Required work:
a) In the applique how-to, on which side of the fuseable web should the image be traced?
b) Please repeat the applique how-to word for word, from "About: Threadbanger is" up to and including "threadbanger on itunes!!".

Document excerpt:
╭──
How to Make an Applique!





Introduction: How to Make an Applique!

About: Threadbanger is a network for people who love to DIY, recreate, refashion and craft. Forget about corporate stores, we're here to help you create and find your own style! From our episodes, forum and blog to...
Do you have a piece of clothing that fits you perfectly, but is just so boring? There are a few solutions to your problem, but in this episode of ThreadbangerThreadbanger, Rob and Corinne are talking about Appliques. Its an awesome way to fire up your wardrobe and give your clothes your own creative edge! Also, subscribe to threadbanger on itunes!!

What You'll Need:

A garment that needs sprucing
An image or idea for your applique
Some fabric
sewing machine
fuseable web paper

Step 1: Starting Up

1. First you must decide which garment in your closet needs some sprucing.

2. Decide on an image you want to use to give this garment some extra flare. Draw it out on a thick piece of paper, and cut it out. We used the tree motif, but if you don't have a lot of time on your hands, and you don't want to go completely crazy, chose a more simple shape.

Step 2: The Shape

3. Take out some fuseable web and trace out your image on the smooth side.
╰──
Entries provided:
╭──
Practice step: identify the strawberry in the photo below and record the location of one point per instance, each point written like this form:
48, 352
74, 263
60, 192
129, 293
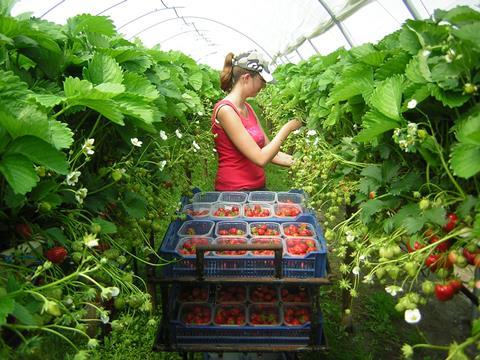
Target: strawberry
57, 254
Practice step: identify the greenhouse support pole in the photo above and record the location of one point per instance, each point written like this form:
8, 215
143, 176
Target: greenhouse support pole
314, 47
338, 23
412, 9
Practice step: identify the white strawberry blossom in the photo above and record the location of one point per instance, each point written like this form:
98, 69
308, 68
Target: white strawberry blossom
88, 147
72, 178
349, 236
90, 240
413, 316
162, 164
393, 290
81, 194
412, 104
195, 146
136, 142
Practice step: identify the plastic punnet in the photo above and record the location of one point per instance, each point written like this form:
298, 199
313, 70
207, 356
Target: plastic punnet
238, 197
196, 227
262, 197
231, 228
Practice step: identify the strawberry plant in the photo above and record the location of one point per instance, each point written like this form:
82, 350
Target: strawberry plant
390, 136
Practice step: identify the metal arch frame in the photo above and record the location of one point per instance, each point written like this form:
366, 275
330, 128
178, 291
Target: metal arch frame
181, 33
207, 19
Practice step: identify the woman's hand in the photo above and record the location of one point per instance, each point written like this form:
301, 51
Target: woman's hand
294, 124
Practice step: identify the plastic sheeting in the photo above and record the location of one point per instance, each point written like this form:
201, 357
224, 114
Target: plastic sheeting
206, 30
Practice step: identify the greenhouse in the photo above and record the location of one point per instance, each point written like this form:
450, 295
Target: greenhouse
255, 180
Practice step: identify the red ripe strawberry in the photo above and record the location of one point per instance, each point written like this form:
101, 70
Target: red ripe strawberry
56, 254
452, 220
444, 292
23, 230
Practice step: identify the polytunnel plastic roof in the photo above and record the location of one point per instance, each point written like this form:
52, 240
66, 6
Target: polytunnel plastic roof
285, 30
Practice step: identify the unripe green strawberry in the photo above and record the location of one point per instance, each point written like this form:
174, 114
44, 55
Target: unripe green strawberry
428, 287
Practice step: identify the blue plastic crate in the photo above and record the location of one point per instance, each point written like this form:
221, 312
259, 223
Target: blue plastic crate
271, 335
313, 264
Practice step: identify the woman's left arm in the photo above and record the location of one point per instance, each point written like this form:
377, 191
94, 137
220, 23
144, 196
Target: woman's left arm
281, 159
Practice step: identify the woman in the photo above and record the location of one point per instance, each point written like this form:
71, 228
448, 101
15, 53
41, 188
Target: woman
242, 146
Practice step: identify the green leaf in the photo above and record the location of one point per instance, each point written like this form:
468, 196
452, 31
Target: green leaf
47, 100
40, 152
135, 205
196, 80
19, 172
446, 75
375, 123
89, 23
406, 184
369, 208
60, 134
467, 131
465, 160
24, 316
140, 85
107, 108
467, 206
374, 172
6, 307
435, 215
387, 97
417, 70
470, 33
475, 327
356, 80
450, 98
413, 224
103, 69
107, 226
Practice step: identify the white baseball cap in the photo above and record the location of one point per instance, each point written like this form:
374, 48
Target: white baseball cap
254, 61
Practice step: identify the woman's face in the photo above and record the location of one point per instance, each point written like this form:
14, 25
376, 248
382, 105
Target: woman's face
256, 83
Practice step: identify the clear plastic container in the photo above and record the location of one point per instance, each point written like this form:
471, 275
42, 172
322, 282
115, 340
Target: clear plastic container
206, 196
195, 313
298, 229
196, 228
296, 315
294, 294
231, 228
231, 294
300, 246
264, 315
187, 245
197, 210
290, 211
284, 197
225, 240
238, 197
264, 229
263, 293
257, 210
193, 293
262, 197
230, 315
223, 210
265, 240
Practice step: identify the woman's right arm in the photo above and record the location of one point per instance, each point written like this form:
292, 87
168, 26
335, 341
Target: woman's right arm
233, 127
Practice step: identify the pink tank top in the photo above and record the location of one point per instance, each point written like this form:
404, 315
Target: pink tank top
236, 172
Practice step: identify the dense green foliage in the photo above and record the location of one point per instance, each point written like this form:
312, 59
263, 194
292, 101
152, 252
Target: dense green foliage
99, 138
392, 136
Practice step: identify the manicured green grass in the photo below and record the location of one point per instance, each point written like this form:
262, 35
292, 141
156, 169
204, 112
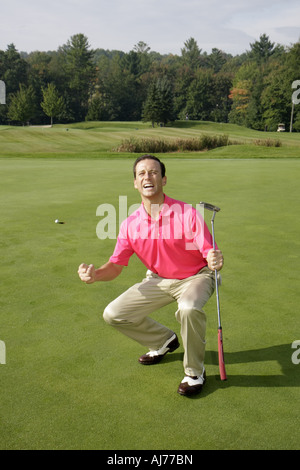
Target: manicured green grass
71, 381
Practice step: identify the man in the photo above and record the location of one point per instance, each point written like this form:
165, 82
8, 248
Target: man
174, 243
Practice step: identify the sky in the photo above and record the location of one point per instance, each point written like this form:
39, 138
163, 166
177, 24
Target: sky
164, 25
╰──
Answers given:
a) On the smooth side.

b)
About: Threadbanger is a network for people who love to DIY, recreate, refashion and craft. Forget about corporate stores, we're here to help you create and find your own style! From our episodes, forum and blog to...
Do you have a piece of clothing that fits you perfectly, but is just so boring? There are a few solutions to your problem, but in this episode of ThreadbangerThreadbanger, Rob and Corinne are talking about Appliques. Its an awesome way to fire up your wardrobe and give your clothes your own creative edge! Also, subscribe to threadbanger on itunes!!